● DATA TO PROCESS:
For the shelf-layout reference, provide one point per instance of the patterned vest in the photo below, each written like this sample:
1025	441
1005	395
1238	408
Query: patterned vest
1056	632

● WORK TO DO:
Print these lines again, word for word.

● ANSWER TO THE EXERCISE:
For the shelf-layout reference, provide one point per instance of the patterned vest in the photo below, each written like this sample:
1025	441
1005	395
1238	408
Query: patterned vest
1056	632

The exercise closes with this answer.